Problem to solve - Read through the listing, and wherever a line holds the word "meerkat", return it.

Material for this task -
══════════════════════════════
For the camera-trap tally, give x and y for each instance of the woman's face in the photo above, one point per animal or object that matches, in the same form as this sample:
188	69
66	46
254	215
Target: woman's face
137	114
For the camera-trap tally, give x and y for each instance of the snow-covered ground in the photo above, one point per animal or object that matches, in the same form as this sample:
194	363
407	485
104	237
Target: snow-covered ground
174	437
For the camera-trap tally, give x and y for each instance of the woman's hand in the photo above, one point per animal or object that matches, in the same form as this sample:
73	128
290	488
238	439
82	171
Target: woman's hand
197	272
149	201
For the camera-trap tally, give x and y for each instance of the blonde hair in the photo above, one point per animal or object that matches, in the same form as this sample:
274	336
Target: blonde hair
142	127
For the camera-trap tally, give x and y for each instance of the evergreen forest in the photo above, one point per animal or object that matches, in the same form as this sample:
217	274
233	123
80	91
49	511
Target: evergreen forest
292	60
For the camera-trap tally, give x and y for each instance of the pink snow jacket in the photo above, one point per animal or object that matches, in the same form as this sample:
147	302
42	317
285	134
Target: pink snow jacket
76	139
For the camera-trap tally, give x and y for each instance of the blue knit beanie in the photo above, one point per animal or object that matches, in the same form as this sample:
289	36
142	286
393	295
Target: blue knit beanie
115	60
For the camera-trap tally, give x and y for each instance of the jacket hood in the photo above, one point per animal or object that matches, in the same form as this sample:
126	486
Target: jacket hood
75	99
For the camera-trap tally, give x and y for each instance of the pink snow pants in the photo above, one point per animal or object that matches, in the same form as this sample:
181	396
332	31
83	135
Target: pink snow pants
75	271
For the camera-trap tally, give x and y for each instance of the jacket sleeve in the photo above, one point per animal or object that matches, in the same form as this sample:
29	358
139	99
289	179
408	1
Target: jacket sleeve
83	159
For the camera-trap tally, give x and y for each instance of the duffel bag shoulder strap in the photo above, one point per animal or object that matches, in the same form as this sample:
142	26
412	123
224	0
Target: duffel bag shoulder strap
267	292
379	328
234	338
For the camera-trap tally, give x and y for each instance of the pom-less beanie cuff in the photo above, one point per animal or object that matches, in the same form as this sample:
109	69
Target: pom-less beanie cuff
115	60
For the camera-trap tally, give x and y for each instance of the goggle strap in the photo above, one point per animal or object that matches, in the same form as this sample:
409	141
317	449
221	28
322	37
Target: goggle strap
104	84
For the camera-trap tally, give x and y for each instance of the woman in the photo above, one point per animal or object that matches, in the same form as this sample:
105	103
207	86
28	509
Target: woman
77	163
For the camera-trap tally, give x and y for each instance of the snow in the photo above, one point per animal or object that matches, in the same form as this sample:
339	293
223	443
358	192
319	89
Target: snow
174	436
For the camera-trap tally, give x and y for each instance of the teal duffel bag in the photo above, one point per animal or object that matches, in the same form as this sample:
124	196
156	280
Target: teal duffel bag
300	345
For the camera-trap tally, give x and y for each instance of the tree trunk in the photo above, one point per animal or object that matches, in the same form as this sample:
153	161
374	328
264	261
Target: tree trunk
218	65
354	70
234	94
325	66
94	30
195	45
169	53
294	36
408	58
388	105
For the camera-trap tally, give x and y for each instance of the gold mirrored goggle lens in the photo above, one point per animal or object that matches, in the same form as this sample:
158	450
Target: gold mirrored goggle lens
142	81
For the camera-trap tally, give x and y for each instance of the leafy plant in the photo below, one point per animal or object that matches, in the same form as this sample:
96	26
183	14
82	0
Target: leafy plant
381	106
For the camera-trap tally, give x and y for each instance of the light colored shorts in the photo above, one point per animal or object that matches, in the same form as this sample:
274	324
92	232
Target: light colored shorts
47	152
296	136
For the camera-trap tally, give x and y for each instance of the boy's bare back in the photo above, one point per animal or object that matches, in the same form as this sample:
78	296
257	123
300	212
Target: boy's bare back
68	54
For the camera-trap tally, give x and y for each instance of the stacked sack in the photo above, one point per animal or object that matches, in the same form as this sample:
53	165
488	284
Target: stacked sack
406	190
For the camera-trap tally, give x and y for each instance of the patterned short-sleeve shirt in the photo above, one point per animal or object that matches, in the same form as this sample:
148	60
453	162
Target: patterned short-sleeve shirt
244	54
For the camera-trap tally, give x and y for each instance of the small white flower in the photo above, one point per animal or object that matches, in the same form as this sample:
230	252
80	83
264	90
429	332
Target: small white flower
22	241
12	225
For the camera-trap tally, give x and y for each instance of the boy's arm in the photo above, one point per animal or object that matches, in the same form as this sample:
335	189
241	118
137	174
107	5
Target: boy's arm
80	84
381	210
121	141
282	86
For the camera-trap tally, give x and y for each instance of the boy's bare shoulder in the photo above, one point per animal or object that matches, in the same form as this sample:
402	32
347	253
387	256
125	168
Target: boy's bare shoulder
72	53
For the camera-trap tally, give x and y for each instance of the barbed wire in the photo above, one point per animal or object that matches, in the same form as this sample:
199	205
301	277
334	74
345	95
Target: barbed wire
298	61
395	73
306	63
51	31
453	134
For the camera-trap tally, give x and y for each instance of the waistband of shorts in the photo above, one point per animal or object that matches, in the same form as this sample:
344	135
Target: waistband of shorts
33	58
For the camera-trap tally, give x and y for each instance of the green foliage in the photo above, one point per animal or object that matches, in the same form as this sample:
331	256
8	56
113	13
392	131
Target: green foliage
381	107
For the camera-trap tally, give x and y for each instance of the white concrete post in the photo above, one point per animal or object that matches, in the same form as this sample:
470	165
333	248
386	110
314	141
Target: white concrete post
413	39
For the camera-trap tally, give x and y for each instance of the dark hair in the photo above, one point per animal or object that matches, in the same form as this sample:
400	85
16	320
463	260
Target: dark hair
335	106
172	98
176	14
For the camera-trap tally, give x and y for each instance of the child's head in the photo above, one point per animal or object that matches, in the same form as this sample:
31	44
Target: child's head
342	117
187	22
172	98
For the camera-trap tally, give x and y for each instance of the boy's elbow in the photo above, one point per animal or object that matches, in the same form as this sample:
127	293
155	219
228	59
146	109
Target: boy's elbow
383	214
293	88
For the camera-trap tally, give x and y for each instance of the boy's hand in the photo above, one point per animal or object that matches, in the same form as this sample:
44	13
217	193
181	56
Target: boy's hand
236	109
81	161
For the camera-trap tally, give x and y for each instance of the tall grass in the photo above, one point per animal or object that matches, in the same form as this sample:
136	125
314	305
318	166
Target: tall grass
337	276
══════════════════════════════
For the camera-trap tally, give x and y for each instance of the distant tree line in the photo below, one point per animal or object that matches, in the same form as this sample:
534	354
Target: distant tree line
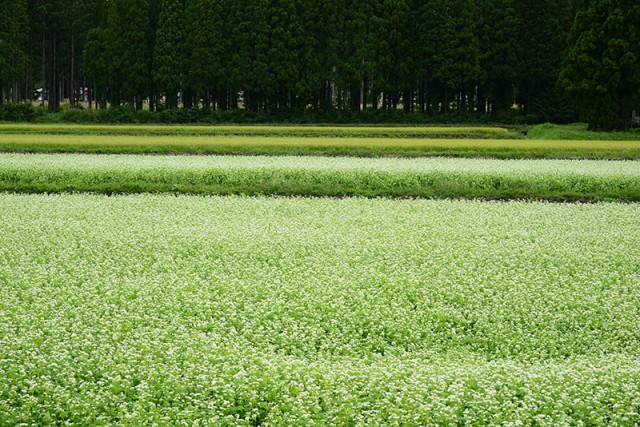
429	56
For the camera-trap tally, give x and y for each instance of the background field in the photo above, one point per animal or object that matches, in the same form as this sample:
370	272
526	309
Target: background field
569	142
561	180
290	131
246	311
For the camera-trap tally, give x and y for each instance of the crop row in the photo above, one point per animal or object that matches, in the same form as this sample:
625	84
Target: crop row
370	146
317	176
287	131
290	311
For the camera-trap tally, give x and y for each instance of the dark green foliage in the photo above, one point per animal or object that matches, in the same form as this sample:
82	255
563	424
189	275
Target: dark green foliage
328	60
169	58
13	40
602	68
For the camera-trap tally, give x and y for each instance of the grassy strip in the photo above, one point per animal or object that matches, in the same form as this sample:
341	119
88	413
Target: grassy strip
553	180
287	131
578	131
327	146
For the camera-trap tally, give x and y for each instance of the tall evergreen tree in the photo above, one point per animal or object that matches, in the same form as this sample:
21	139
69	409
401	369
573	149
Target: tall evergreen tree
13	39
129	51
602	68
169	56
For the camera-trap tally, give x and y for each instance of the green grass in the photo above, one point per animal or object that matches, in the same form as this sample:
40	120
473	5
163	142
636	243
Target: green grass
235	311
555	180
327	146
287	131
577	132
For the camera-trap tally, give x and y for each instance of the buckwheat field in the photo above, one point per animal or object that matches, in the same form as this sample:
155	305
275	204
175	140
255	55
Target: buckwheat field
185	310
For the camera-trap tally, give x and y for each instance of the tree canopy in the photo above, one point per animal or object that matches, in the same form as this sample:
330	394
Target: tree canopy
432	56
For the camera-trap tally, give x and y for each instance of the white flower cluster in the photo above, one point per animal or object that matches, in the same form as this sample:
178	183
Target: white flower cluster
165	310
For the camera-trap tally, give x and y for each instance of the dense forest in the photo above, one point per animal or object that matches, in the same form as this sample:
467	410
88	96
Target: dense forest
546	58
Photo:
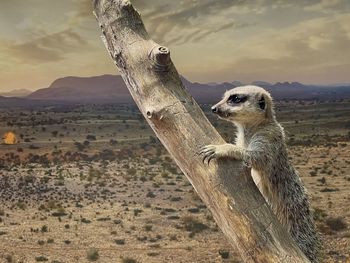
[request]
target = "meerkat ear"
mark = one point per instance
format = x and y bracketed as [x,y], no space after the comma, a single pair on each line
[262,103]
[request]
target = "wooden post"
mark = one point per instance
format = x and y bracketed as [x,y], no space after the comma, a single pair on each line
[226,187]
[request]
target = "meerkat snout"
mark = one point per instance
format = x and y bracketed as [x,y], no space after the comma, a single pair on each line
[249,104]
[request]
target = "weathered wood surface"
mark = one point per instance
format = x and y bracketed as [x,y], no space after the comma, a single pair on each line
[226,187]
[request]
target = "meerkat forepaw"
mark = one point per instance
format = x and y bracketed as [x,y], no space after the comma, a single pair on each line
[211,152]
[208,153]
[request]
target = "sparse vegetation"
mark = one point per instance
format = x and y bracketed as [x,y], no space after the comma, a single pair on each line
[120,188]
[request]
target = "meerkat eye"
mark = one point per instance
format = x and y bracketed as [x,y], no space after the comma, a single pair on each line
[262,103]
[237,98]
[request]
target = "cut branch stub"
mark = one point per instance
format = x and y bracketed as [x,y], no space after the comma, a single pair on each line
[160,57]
══════════════════════════════
Task output -
target = "meerkat ear"
target = "meerkat snout"
target = "meerkat forepaw"
target = "meerkat eye"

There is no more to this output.